DATA SUPPLIED:
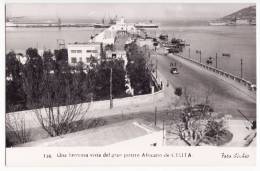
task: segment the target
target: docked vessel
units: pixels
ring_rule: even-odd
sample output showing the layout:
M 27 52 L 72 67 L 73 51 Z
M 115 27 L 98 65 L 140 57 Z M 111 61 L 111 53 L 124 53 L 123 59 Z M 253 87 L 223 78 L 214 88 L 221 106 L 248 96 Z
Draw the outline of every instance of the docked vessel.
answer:
M 152 23 L 152 21 L 150 21 L 150 23 L 137 23 L 134 25 L 136 28 L 158 28 L 158 24 L 154 24 Z
M 111 25 L 116 24 L 116 19 L 117 17 L 115 17 L 114 19 L 110 19 L 109 23 L 105 23 L 105 19 L 102 19 L 102 23 L 96 23 L 93 25 L 94 28 L 109 28 Z
M 211 21 L 209 22 L 210 26 L 226 26 L 227 23 L 225 21 Z

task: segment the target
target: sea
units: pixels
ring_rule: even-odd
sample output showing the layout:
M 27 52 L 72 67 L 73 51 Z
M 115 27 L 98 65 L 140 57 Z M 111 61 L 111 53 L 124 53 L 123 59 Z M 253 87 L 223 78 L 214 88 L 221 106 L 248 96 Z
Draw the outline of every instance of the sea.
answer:
M 53 50 L 58 48 L 59 39 L 65 43 L 87 42 L 101 31 L 103 29 L 92 27 L 6 28 L 6 53 L 10 50 L 25 52 L 29 47 Z M 181 55 L 199 61 L 200 54 L 196 51 L 201 51 L 202 63 L 212 57 L 212 66 L 215 66 L 217 55 L 218 68 L 240 76 L 242 67 L 243 78 L 256 83 L 256 26 L 167 23 L 147 31 L 157 37 L 165 33 L 169 38 L 183 39 L 189 46 Z M 223 56 L 223 53 L 230 56 Z

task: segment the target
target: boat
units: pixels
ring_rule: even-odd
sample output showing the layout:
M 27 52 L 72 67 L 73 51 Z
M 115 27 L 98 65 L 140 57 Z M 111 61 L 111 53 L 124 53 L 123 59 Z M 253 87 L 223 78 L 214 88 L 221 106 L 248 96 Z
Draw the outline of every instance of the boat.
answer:
M 207 62 L 208 65 L 212 65 L 212 63 L 213 63 L 213 58 L 212 58 L 212 57 L 209 57 L 206 62 Z
M 109 28 L 110 25 L 108 24 L 101 24 L 101 23 L 96 23 L 93 25 L 94 28 Z
M 134 25 L 136 28 L 158 28 L 158 24 L 152 23 L 152 20 L 150 20 L 150 23 L 137 23 Z

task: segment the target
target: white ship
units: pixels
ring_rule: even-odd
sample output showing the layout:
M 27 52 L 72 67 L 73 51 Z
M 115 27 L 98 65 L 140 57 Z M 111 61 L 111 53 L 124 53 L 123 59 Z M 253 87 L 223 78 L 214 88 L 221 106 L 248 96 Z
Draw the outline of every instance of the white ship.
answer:
M 226 26 L 228 25 L 228 23 L 226 23 L 225 21 L 212 21 L 209 22 L 210 26 Z

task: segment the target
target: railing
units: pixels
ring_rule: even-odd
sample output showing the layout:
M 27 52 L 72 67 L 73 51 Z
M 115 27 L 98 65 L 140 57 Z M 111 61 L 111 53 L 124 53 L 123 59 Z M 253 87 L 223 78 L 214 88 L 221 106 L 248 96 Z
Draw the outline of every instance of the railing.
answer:
M 175 54 L 175 55 L 176 55 L 176 54 Z M 245 79 L 243 79 L 243 78 L 240 78 L 240 77 L 238 77 L 238 76 L 235 76 L 235 75 L 233 75 L 233 74 L 231 74 L 231 73 L 225 72 L 225 71 L 223 71 L 223 70 L 221 70 L 221 69 L 214 68 L 214 67 L 211 67 L 211 66 L 202 64 L 202 63 L 200 63 L 200 62 L 198 62 L 198 61 L 195 61 L 195 60 L 192 60 L 192 59 L 190 59 L 190 58 L 186 58 L 186 57 L 183 57 L 183 56 L 181 56 L 181 55 L 176 55 L 176 56 L 181 57 L 181 58 L 183 58 L 183 59 L 185 59 L 185 60 L 188 60 L 188 61 L 190 61 L 190 62 L 192 62 L 192 63 L 194 63 L 194 64 L 197 64 L 197 65 L 201 66 L 202 68 L 205 68 L 205 69 L 207 69 L 207 70 L 209 70 L 209 71 L 212 71 L 212 72 L 214 72 L 214 73 L 216 73 L 216 74 L 219 74 L 219 75 L 221 75 L 221 76 L 223 76 L 223 77 L 226 77 L 226 78 L 229 78 L 229 79 L 231 79 L 231 80 L 234 80 L 234 81 L 236 81 L 236 82 L 238 82 L 238 83 L 240 83 L 240 84 L 246 86 L 246 87 L 247 87 L 249 90 L 251 90 L 251 91 L 256 91 L 256 86 L 255 86 L 255 84 L 253 84 L 252 82 L 250 82 L 250 81 L 248 81 L 248 80 L 245 80 Z

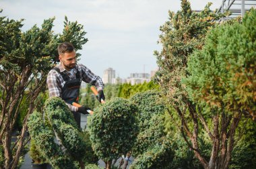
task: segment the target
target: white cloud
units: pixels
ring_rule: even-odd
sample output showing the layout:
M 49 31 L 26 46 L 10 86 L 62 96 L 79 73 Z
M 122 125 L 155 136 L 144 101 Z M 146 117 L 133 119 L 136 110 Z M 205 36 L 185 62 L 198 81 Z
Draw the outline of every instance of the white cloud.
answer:
M 208 1 L 191 0 L 193 9 L 203 9 Z M 212 9 L 222 0 L 213 1 Z M 44 19 L 55 17 L 53 30 L 61 32 L 65 15 L 84 25 L 89 42 L 79 52 L 81 62 L 101 76 L 113 67 L 121 77 L 142 72 L 143 64 L 150 72 L 156 67 L 153 51 L 159 49 L 156 41 L 159 27 L 167 21 L 168 11 L 180 9 L 179 0 L 2 0 L 1 15 L 24 18 L 24 30 Z

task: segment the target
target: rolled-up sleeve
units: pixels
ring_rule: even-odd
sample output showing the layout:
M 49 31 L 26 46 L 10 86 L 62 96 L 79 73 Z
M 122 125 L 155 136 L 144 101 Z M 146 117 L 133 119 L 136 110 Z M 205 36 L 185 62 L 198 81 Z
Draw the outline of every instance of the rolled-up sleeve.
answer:
M 61 98 L 61 86 L 58 78 L 59 73 L 55 70 L 51 70 L 47 75 L 46 83 L 49 92 L 49 97 L 59 97 Z M 66 103 L 71 111 L 77 111 L 77 107 L 71 104 Z
M 82 80 L 94 85 L 98 91 L 103 90 L 104 83 L 101 78 L 94 74 L 89 68 L 83 64 L 79 65 L 82 70 Z

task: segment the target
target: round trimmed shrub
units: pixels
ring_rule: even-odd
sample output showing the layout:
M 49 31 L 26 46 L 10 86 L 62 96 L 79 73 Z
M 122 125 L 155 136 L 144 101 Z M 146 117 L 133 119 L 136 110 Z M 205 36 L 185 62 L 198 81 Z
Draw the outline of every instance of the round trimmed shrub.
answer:
M 139 111 L 136 118 L 139 133 L 133 148 L 133 156 L 137 157 L 166 135 L 163 116 L 166 107 L 159 92 L 156 91 L 139 93 L 131 101 Z
M 75 160 L 82 160 L 86 154 L 85 142 L 72 113 L 64 101 L 59 97 L 48 99 L 45 103 L 44 111 L 67 153 Z
M 70 158 L 64 154 L 60 146 L 55 144 L 53 131 L 44 124 L 42 113 L 34 111 L 29 117 L 28 126 L 38 151 L 54 168 L 76 168 Z
M 90 139 L 99 158 L 110 161 L 131 150 L 138 132 L 136 112 L 136 107 L 129 100 L 115 98 L 88 117 Z

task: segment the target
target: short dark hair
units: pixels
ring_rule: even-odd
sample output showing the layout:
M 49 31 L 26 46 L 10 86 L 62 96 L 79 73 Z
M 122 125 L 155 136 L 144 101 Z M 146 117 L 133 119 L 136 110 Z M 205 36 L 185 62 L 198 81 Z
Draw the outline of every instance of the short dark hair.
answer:
M 58 53 L 59 54 L 63 54 L 65 52 L 72 52 L 75 50 L 74 46 L 71 43 L 63 42 L 58 46 Z

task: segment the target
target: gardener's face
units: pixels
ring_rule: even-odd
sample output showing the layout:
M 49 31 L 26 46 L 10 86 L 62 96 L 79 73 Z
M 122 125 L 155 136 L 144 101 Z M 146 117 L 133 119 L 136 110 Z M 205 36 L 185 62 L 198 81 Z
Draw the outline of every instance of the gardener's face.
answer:
M 65 52 L 59 56 L 59 59 L 61 62 L 62 66 L 67 70 L 70 70 L 75 66 L 76 62 L 76 54 L 73 50 L 71 52 Z

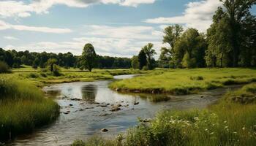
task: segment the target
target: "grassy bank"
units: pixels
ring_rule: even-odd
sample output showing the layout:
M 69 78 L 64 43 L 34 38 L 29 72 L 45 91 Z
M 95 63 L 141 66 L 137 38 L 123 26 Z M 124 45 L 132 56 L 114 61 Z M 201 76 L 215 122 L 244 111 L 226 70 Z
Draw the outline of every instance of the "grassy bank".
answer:
M 31 132 L 52 122 L 59 115 L 59 105 L 30 82 L 0 77 L 0 141 Z
M 53 76 L 49 72 L 45 72 L 44 69 L 34 69 L 29 66 L 23 68 L 12 69 L 11 77 L 16 77 L 20 80 L 28 79 L 37 86 L 43 86 L 45 84 L 63 83 L 78 81 L 94 81 L 98 80 L 113 79 L 114 75 L 123 75 L 131 74 L 141 74 L 143 72 L 131 69 L 93 69 L 92 72 L 81 71 L 79 69 L 60 68 L 60 75 Z
M 161 112 L 149 123 L 129 129 L 124 139 L 93 137 L 73 145 L 255 145 L 255 91 L 256 84 L 245 85 L 228 91 L 218 104 L 204 110 Z M 234 97 L 251 99 L 244 102 Z
M 119 80 L 110 87 L 129 92 L 189 94 L 198 91 L 256 81 L 250 69 L 195 69 L 155 70 L 146 75 Z

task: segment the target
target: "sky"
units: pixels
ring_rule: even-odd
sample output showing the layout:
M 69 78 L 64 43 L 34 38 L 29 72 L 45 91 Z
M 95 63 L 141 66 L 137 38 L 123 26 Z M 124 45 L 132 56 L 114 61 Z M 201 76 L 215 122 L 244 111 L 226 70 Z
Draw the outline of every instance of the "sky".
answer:
M 91 43 L 102 55 L 131 57 L 164 28 L 206 32 L 219 0 L 0 0 L 0 47 L 80 55 Z M 256 14 L 256 7 L 251 12 Z

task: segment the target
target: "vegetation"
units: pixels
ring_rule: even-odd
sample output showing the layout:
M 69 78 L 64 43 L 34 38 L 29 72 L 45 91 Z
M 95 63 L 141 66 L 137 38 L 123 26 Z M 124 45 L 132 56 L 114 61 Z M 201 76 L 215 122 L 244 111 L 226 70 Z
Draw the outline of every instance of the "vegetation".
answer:
M 4 50 L 0 48 L 0 61 L 6 62 L 10 68 L 20 68 L 25 64 L 31 66 L 34 69 L 47 66 L 47 61 L 50 58 L 57 60 L 56 65 L 69 68 L 81 68 L 80 62 L 80 56 L 76 56 L 71 53 L 34 53 L 26 51 Z M 99 69 L 129 69 L 131 68 L 131 59 L 128 58 L 118 58 L 97 55 L 96 68 Z M 83 69 L 83 68 L 81 68 Z
M 0 94 L 1 142 L 30 132 L 59 115 L 59 105 L 29 82 L 3 75 Z
M 149 123 L 140 123 L 129 129 L 121 142 L 113 140 L 110 145 L 254 145 L 256 104 L 236 103 L 233 96 L 255 98 L 255 91 L 253 83 L 236 92 L 229 91 L 207 110 L 160 112 Z M 87 142 L 99 139 L 93 137 Z M 81 141 L 74 144 L 78 142 L 80 145 L 86 145 Z M 101 141 L 98 145 L 109 145 Z
M 9 73 L 10 72 L 8 65 L 5 62 L 0 61 L 0 74 Z
M 83 66 L 91 72 L 96 66 L 96 58 L 97 55 L 94 46 L 91 44 L 86 44 L 83 47 L 81 56 Z
M 256 80 L 255 73 L 255 69 L 238 68 L 156 70 L 132 79 L 114 82 L 110 87 L 124 91 L 189 94 L 228 85 L 252 82 Z

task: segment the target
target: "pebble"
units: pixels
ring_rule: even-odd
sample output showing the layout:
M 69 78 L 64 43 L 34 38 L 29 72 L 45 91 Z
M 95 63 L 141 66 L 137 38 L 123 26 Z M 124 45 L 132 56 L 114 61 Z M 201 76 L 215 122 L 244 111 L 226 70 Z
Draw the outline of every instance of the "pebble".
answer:
M 108 132 L 108 130 L 107 128 L 102 128 L 102 132 Z

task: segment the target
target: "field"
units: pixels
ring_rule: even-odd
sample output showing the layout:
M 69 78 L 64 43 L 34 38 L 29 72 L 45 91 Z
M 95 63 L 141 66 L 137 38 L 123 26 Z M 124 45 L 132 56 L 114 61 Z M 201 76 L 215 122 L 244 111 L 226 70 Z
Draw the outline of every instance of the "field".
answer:
M 0 76 L 0 142 L 50 123 L 59 105 L 29 81 Z
M 165 69 L 116 81 L 110 87 L 116 91 L 128 92 L 180 95 L 254 81 L 256 81 L 256 70 L 252 69 Z
M 12 74 L 9 76 L 17 77 L 20 80 L 29 80 L 37 86 L 43 86 L 46 84 L 71 82 L 78 81 L 94 81 L 97 80 L 113 79 L 113 75 L 141 74 L 139 70 L 130 69 L 93 69 L 92 72 L 81 71 L 79 69 L 60 69 L 60 75 L 53 76 L 49 72 L 43 69 L 34 69 L 29 66 L 23 66 L 23 68 L 12 69 Z

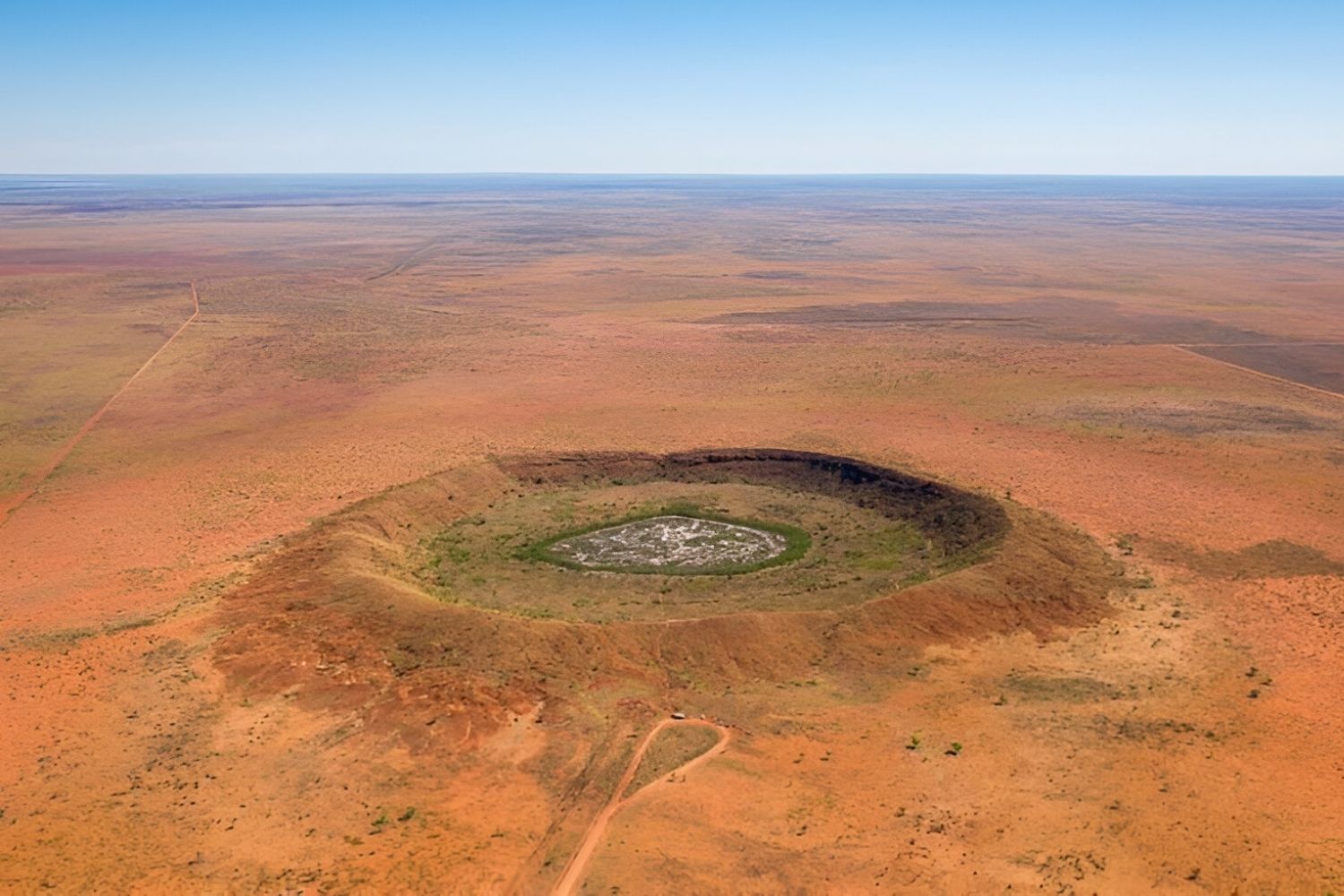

WHAT NEEDS TO BE DONE: Show every line in the records above that contains the word "dark".

RESULT OF THE EXERCISE:
target: short dark hair
Draw the outline of every instance of the short dark hair.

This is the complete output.